BRIEF – Of the lines in the data below, write out exactly those from the one holding "Target: eyeglasses" through the one holding "Each instance of the officer's", both included.

DATASET RECORDS –

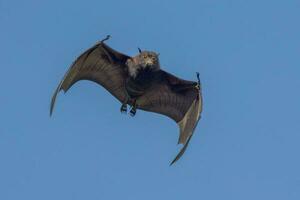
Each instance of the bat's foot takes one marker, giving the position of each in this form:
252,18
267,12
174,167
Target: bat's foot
132,111
123,109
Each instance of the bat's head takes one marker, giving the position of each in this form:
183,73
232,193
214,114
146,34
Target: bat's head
147,59
144,61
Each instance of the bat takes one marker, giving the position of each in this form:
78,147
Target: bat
139,82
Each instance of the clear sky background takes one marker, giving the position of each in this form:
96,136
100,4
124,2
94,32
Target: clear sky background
246,145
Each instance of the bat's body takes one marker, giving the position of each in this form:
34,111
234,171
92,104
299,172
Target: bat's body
139,82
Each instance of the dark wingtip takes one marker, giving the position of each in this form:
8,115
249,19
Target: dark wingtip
107,37
53,100
181,152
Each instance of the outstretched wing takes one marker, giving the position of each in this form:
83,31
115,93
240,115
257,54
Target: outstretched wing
178,99
100,64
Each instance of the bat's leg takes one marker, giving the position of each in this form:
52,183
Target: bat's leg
133,108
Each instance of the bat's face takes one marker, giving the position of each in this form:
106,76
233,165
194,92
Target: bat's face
148,59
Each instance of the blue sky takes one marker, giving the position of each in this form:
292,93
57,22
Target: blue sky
246,145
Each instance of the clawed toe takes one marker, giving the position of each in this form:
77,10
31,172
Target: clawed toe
123,109
132,112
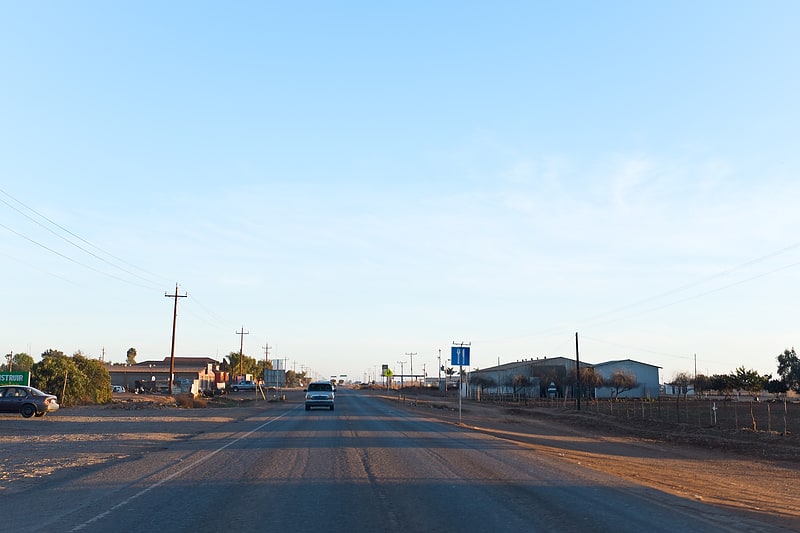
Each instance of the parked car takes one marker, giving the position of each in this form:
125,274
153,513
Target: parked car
26,401
243,385
320,394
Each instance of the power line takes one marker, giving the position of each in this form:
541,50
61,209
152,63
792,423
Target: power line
81,239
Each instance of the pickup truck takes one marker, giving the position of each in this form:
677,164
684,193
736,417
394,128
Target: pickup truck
243,385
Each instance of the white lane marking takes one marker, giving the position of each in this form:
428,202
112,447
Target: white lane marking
172,476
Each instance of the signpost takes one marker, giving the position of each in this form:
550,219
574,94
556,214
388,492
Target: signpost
459,355
15,378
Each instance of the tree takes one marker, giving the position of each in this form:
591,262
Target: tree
98,380
482,382
681,383
702,383
777,387
248,364
58,374
789,369
621,381
722,383
131,356
750,381
20,362
518,382
590,380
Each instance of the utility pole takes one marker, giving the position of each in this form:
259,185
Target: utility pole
402,373
174,323
411,355
578,371
266,354
439,383
241,348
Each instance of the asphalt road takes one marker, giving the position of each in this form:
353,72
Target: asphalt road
365,466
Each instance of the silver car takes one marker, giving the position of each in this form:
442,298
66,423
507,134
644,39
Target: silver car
26,401
319,394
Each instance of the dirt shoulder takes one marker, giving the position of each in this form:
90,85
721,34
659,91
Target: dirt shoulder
756,473
751,472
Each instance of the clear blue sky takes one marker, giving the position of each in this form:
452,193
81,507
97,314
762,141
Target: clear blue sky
354,181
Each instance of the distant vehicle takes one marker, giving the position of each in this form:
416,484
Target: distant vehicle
320,394
26,401
243,385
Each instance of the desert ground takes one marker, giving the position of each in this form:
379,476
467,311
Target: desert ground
757,471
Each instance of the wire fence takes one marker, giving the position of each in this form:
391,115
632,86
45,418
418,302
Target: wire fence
771,416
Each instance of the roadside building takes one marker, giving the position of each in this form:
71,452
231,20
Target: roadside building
627,379
153,375
555,377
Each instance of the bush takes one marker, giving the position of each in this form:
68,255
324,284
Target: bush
189,401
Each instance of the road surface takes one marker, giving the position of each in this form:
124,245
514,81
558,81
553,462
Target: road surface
368,465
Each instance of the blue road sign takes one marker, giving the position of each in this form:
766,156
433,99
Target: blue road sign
459,355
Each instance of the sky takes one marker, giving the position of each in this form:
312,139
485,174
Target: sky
360,183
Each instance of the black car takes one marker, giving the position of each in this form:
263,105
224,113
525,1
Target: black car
26,401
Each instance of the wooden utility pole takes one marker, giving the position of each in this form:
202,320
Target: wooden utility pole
174,323
411,355
578,371
241,348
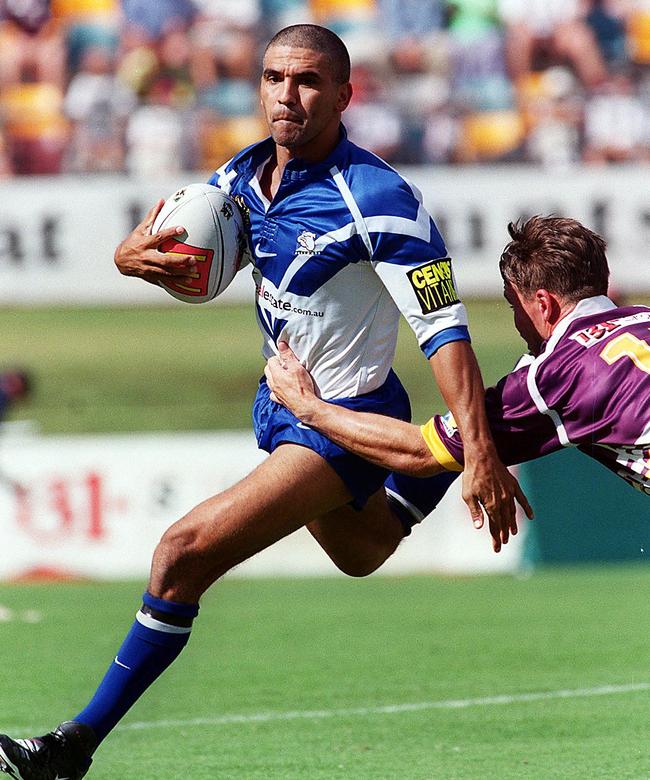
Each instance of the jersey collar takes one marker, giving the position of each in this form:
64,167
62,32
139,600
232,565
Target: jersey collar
297,169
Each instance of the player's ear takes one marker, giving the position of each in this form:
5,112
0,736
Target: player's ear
345,96
547,305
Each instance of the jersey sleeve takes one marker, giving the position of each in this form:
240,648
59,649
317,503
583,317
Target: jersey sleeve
520,431
411,259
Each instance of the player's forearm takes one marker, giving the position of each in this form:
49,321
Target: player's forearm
459,378
385,441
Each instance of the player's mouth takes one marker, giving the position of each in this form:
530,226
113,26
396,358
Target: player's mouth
293,118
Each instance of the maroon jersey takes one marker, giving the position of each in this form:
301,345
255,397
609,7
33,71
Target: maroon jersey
588,388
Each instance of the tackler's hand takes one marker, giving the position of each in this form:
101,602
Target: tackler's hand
489,486
290,383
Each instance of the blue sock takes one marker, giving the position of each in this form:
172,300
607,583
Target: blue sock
161,630
413,498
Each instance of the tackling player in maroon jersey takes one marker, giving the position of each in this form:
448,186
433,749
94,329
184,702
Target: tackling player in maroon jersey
585,383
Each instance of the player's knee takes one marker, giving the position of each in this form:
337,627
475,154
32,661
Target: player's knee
180,554
359,567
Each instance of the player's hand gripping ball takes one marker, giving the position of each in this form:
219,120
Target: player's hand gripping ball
214,235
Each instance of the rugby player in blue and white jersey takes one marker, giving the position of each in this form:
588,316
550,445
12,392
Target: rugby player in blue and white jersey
341,245
585,383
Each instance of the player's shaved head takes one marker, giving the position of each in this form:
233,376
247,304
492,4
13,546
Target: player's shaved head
555,254
316,38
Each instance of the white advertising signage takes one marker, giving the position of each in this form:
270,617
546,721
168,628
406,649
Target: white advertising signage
58,235
96,506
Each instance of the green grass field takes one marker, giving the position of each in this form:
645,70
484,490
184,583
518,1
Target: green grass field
184,367
359,680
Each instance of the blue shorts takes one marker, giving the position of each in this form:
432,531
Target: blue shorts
275,425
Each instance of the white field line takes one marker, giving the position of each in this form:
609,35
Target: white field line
389,709
386,709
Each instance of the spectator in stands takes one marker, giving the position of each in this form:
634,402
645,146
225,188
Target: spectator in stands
550,32
372,119
31,44
617,123
155,19
87,24
607,21
98,105
6,169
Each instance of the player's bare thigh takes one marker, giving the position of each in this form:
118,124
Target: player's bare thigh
359,542
292,486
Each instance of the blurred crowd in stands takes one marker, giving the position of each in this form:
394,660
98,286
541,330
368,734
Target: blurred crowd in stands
153,87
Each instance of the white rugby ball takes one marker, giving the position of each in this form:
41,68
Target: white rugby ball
214,235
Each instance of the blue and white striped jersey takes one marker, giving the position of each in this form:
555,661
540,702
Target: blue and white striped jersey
345,245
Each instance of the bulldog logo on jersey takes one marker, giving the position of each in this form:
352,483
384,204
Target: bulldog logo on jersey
306,243
433,284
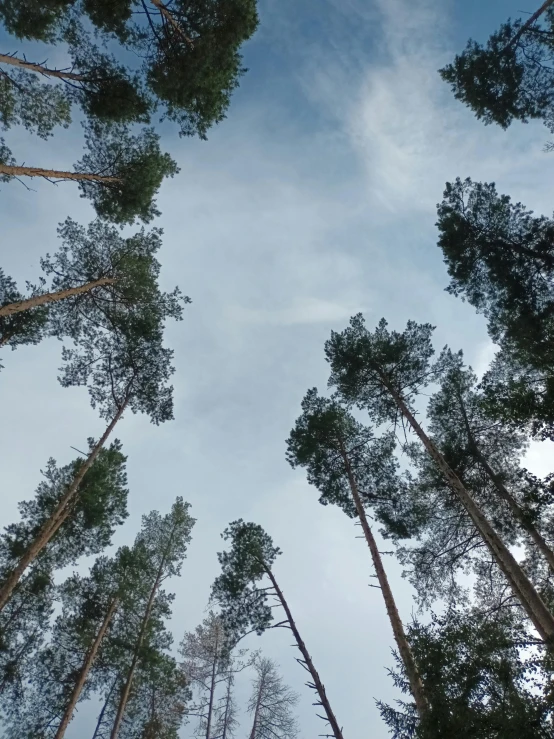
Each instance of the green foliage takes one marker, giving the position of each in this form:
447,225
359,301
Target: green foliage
87,255
237,590
27,327
505,81
501,258
518,394
481,683
322,435
33,19
36,105
191,60
100,506
136,163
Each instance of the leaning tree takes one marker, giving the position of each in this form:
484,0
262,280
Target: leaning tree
247,588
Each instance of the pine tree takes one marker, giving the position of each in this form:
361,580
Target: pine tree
120,173
484,679
458,423
164,541
86,525
510,78
96,281
501,258
27,604
351,468
17,329
66,671
271,704
209,662
246,601
190,55
226,722
383,372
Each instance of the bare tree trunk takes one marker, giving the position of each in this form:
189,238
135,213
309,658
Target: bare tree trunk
317,685
257,711
22,305
83,675
412,671
58,516
505,494
131,673
40,69
212,689
531,601
103,711
55,174
168,15
227,708
529,22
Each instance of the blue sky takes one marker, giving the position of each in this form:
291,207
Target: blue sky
314,200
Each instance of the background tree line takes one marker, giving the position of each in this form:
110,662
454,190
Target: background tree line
442,478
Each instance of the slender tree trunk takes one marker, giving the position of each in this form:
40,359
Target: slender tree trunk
131,673
40,69
83,675
55,174
524,590
227,708
257,711
212,689
103,711
307,661
168,15
22,305
505,494
58,516
529,22
412,671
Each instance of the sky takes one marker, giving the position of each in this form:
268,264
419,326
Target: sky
313,201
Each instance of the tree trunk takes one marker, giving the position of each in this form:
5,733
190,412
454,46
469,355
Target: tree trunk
529,22
130,675
56,174
505,494
227,708
256,712
89,661
524,590
168,15
58,516
307,661
212,689
22,305
40,69
404,649
103,711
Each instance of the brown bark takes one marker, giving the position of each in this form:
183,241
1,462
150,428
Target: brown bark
524,590
134,662
54,174
529,22
22,305
87,664
40,69
307,661
404,649
58,516
505,494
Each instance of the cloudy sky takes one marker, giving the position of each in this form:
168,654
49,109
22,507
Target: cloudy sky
313,201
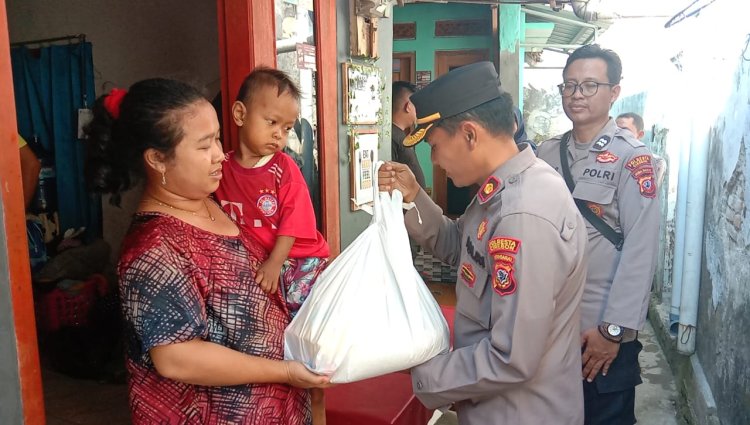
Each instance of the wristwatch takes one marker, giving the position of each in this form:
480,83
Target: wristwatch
611,332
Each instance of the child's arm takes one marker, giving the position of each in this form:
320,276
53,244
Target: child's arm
268,273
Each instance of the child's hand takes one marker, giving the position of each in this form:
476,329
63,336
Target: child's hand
267,277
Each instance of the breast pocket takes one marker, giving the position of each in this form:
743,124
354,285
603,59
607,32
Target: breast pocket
469,301
598,193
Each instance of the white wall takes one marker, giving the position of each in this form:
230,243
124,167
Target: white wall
132,40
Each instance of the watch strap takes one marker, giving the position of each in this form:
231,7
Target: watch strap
603,331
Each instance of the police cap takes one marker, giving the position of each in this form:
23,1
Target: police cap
458,91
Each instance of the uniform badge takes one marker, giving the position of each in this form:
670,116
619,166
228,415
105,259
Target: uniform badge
505,258
467,274
643,173
606,157
638,162
503,244
602,143
596,209
647,186
267,203
482,229
503,281
489,188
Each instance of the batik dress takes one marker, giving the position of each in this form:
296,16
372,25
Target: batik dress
178,283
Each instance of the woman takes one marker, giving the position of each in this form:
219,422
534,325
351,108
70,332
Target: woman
205,343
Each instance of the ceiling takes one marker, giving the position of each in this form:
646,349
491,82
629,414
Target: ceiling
564,31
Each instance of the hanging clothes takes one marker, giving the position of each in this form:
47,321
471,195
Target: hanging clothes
51,85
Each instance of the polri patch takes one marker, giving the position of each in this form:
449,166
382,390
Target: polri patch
606,157
647,186
643,173
503,244
503,281
489,188
596,209
467,275
482,229
506,258
638,162
602,143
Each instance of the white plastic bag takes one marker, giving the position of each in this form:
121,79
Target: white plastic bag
370,313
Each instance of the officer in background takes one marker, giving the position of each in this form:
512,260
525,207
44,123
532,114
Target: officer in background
404,118
520,252
634,123
612,179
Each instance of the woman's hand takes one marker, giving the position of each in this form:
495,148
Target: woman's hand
393,175
267,276
299,376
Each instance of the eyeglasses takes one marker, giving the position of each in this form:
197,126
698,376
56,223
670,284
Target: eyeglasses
587,88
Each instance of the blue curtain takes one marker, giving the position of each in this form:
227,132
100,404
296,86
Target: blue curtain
51,84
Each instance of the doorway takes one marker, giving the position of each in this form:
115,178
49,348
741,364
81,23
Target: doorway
453,200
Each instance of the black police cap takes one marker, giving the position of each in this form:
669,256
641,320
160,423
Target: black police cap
458,91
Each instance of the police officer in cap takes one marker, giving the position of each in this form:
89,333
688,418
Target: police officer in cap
519,249
611,175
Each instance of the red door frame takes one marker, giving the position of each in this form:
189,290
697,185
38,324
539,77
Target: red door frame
247,38
32,400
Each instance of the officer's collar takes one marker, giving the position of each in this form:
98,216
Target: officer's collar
507,172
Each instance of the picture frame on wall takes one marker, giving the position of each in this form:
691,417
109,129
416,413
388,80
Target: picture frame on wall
361,88
364,150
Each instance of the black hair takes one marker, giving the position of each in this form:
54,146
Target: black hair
147,120
497,116
399,89
594,51
262,77
637,119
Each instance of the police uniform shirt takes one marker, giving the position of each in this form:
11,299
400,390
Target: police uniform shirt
520,250
615,177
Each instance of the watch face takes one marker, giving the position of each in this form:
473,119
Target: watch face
614,330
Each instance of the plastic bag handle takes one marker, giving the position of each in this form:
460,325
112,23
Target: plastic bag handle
377,208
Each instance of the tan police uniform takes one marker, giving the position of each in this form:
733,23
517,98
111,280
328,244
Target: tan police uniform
615,176
520,250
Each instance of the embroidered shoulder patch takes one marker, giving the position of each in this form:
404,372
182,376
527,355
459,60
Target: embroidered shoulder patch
606,157
638,162
503,281
647,186
602,143
482,229
595,208
489,188
503,244
467,274
642,171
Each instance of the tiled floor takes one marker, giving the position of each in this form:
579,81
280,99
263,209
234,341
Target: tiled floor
70,401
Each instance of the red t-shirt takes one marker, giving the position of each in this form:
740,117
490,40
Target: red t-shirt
272,200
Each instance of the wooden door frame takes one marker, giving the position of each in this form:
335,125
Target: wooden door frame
439,179
412,56
247,40
14,222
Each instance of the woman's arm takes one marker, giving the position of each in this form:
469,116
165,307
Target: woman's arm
200,362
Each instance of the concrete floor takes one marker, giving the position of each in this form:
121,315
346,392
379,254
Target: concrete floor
655,398
79,402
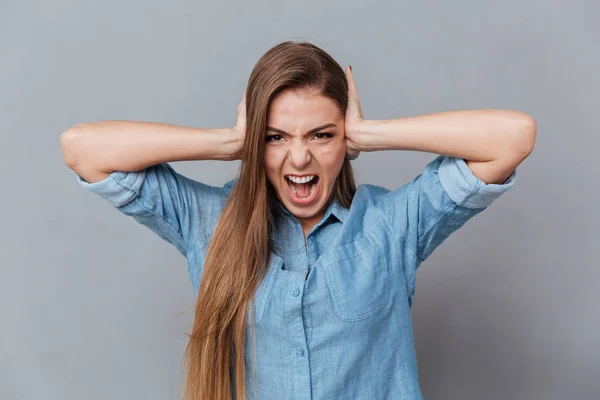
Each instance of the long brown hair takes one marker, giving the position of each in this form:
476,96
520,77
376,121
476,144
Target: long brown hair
238,253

EXERCISE SOLUTION –
Target: eyeglasses
587,88
Each instance of the blue curtain takes one marker, giving the position of each in this form:
227,132
100,404
296,86
Target: blue curtain
51,84
Each instance of the doorway takes one marker, giving the position of each in this form:
115,178
49,348
741,364
81,23
Target: doorway
453,200
Each instance of the black police cap takes one marker, giving the position of each in this form:
669,256
641,320
160,423
Target: black police cap
458,91
Each instance of the police officer in cap takes one marker, giving the position of each in this form:
89,333
688,418
Target: police officer in cap
519,249
611,175
Each instance of the red door frame takes one marker, giving the position of each in this form:
189,290
697,185
38,324
539,77
Target: red door frame
247,38
32,400
Each instance of the officer's collar takes one marker, giving the position of each in this form:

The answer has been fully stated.